Activity 1: Revise the October 2nd blog post by rewriting its part that opens with the words containing "Happy October 2nd!" and closes with "have a happy second!", replacing "South Africa" with "Australia".
Activity 2: According to the October 2nd blog post, how many time zones ahead does the writer's best friend live?
Activity 3: Quote every sentence in the October 2nd blog post that ends with an exclamation mark.

Given passage:
Happy October 2nd! This is what guarantees that my best friend and I talk at least once a month: to wish each other a happy second! It’s usually a contest that she always wins because she lives 6 time zones ahead of me in South Africa. But while she was in the states this past year, there were a few times that I actually wished it upon her first. So have a happy second!

Elephant juice, blog readers! May the liquid content of large mammals be good to you!

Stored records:

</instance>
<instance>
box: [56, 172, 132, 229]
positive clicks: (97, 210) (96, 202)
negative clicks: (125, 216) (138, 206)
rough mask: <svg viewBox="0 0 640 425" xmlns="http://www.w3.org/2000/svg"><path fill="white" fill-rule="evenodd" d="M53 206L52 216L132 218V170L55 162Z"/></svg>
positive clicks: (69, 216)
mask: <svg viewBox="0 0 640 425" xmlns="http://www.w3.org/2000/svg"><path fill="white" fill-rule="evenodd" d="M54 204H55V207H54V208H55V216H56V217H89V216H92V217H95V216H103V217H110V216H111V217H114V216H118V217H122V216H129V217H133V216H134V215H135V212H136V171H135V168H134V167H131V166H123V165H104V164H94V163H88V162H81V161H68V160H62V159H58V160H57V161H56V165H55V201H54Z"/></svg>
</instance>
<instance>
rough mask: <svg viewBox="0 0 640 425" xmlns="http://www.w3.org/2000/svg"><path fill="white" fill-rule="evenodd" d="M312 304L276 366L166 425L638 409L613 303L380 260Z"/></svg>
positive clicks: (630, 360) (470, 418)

Written answer 1:
Happy October 2nd! This is what guarantees that my best friend and I talk at least once a month: to wish each other a happy second! It’s usually a contest that she always wins because she lives 6 time zones ahead of me in Australia. But while she was in the states this past year, there were a few times that I actually wished it upon her first. So have a happy second!

Written answer 2: Six time zones ahead, in South Africa.

Written answer 3:
1. "Happy October 2nd!"
2. "This is what guarantees that my best friend and I talk at least once a month: to wish each other a happy second!"
3. "So have a happy second!"
4. "Elephant juice, blog readers!"
5. "May the liquid content of large mammals be good to you!"